Items from a dataset:

********

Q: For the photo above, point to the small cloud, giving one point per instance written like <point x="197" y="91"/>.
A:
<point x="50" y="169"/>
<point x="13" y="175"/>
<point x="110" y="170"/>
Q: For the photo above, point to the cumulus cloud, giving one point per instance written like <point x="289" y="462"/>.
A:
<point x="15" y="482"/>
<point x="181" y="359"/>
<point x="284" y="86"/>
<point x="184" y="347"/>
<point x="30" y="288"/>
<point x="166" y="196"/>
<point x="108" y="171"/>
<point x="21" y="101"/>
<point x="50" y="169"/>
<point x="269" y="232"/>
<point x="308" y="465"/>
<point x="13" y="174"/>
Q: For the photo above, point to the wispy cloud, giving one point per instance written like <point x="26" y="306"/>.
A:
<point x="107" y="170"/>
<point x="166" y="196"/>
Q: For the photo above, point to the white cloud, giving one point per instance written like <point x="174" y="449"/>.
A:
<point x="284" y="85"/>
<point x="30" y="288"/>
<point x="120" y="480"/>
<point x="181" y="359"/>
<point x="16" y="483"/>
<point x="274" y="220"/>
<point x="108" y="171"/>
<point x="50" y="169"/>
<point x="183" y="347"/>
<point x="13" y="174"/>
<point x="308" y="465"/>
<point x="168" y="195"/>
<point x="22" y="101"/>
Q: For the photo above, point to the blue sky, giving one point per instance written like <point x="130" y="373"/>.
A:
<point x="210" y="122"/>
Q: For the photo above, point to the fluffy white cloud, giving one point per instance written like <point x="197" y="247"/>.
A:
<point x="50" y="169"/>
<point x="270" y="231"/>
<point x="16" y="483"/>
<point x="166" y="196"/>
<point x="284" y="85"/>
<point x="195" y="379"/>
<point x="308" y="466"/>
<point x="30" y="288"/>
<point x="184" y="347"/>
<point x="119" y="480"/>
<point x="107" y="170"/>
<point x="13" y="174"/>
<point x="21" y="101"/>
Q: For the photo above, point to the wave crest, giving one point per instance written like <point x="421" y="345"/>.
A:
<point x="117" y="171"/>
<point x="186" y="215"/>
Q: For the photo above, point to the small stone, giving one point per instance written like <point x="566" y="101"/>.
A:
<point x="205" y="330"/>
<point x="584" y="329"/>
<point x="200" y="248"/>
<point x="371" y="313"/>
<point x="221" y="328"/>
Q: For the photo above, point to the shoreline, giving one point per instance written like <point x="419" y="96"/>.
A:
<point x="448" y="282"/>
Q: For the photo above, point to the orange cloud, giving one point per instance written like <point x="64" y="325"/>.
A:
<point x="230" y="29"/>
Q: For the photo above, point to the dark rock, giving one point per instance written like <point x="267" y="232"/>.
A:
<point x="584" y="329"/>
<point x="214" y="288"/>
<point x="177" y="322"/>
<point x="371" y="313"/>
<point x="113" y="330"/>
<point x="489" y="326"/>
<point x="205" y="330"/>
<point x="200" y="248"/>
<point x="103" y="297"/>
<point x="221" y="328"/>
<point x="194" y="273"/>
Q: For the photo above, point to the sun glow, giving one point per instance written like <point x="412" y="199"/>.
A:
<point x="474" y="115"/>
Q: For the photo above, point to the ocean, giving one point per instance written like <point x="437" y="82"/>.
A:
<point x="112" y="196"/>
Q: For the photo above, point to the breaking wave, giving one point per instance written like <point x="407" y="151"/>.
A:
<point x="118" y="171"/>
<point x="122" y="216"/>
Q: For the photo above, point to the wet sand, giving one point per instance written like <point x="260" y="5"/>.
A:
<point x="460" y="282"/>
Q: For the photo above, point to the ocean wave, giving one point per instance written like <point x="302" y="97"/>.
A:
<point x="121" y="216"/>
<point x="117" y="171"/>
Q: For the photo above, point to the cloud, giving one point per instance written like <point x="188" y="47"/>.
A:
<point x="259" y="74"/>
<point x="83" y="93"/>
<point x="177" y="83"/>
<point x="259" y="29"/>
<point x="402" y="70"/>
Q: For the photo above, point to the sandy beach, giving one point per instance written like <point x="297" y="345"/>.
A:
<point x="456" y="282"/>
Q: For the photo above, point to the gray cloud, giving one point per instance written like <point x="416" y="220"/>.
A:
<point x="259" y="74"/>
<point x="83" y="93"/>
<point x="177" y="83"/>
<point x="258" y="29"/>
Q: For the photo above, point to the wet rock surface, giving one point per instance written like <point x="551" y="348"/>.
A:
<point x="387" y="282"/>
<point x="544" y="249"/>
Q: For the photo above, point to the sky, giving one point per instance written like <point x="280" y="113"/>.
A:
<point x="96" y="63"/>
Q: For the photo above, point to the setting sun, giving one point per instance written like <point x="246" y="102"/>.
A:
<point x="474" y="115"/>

********

● **What to work on**
Print the complete listing again, exactly as it stands.

● **Written answer**
Q: For the photo above, point to the small cloud, giving one point per instance written like <point x="197" y="91"/>.
A:
<point x="50" y="169"/>
<point x="13" y="175"/>
<point x="110" y="170"/>
Q: For the photo above, point to the cumulus cloud, giving one point per instance written like <point x="289" y="462"/>.
A:
<point x="15" y="482"/>
<point x="181" y="359"/>
<point x="284" y="86"/>
<point x="184" y="347"/>
<point x="30" y="288"/>
<point x="166" y="196"/>
<point x="108" y="171"/>
<point x="21" y="101"/>
<point x="50" y="169"/>
<point x="269" y="232"/>
<point x="308" y="465"/>
<point x="13" y="174"/>
Q: For the photo above, point to the wispy cloud, giving one point per instance written like <point x="26" y="306"/>.
A:
<point x="107" y="170"/>
<point x="166" y="196"/>
Q: For the photo above, point to the white cloud, giving one point per instance written like <point x="174" y="449"/>.
A:
<point x="284" y="85"/>
<point x="30" y="288"/>
<point x="120" y="480"/>
<point x="181" y="359"/>
<point x="16" y="483"/>
<point x="274" y="220"/>
<point x="108" y="171"/>
<point x="50" y="169"/>
<point x="183" y="347"/>
<point x="13" y="174"/>
<point x="308" y="465"/>
<point x="168" y="195"/>
<point x="22" y="101"/>
Q: For the photo above, point to the blue sky, giving one point per instance written like <point x="130" y="373"/>.
A:
<point x="210" y="122"/>
Q: For the photo above, point to the fluffy white cloud, giving one point per instance written like <point x="197" y="247"/>.
A:
<point x="50" y="169"/>
<point x="270" y="231"/>
<point x="16" y="483"/>
<point x="166" y="196"/>
<point x="284" y="85"/>
<point x="195" y="379"/>
<point x="308" y="466"/>
<point x="30" y="288"/>
<point x="184" y="347"/>
<point x="119" y="480"/>
<point x="107" y="170"/>
<point x="13" y="174"/>
<point x="21" y="101"/>
Q: For the photo above, point to the wave crest, giving one point per instance written like <point x="421" y="345"/>.
A:
<point x="117" y="171"/>
<point x="186" y="215"/>
Q: For the photo above, point to the small stone, giving one point per instance written like <point x="566" y="101"/>.
A:
<point x="205" y="330"/>
<point x="584" y="329"/>
<point x="200" y="248"/>
<point x="371" y="313"/>
<point x="221" y="328"/>
Q: For the photo above, point to the shoreline, giving one point per instance written like <point x="419" y="96"/>.
A:
<point x="448" y="282"/>
Q: For the photo above, point to the orange cloud, giving one point per instance written like <point x="64" y="325"/>.
A:
<point x="230" y="29"/>
Q: For the photo above, point to the dark rock, giving one point per instance written like <point x="267" y="232"/>.
A:
<point x="584" y="329"/>
<point x="214" y="288"/>
<point x="177" y="322"/>
<point x="371" y="313"/>
<point x="113" y="330"/>
<point x="489" y="326"/>
<point x="205" y="330"/>
<point x="200" y="248"/>
<point x="103" y="297"/>
<point x="221" y="328"/>
<point x="194" y="273"/>
Q: For the photo above, point to the sun glow, giving one point per instance written like <point x="412" y="199"/>.
A:
<point x="474" y="115"/>
Q: For the photo above, point to the ocean, giving one point per instance written like <point x="437" y="82"/>.
A:
<point x="112" y="196"/>
Q: For the photo above, point to the breaking wave, giving one point per instance written like <point x="407" y="151"/>.
A:
<point x="118" y="171"/>
<point x="122" y="216"/>
Q: For the photo above, point to the wet sand, giving one point per instance written like <point x="260" y="5"/>.
A:
<point x="460" y="282"/>
Q: For the photo above, point to the ocean wave, giving one point per instance written like <point x="302" y="97"/>.
A:
<point x="121" y="216"/>
<point x="117" y="171"/>
Q: For the photo above, point to the cloud, giving one point per instance written like <point x="188" y="47"/>.
A:
<point x="259" y="74"/>
<point x="83" y="93"/>
<point x="177" y="83"/>
<point x="259" y="29"/>
<point x="402" y="70"/>
Q: For the photo above, point to the sandy beach, giving one point per instance written like <point x="297" y="345"/>.
A:
<point x="456" y="282"/>
Q: For the photo above, point to the gray cloud, giving one point per instance written like <point x="416" y="220"/>.
A:
<point x="259" y="74"/>
<point x="83" y="93"/>
<point x="177" y="83"/>
<point x="258" y="29"/>
Q: For the photo above, point to the wet rock surface, giving one point per instance written like <point x="551" y="348"/>.
A:
<point x="387" y="282"/>
<point x="544" y="249"/>
Q: For the photo above, point to the sky, giving one point per instance written like <point x="280" y="113"/>.
A:
<point x="96" y="63"/>
Q: For the photo above, point to the setting sun, giving one point per instance written like <point x="246" y="102"/>.
A:
<point x="474" y="115"/>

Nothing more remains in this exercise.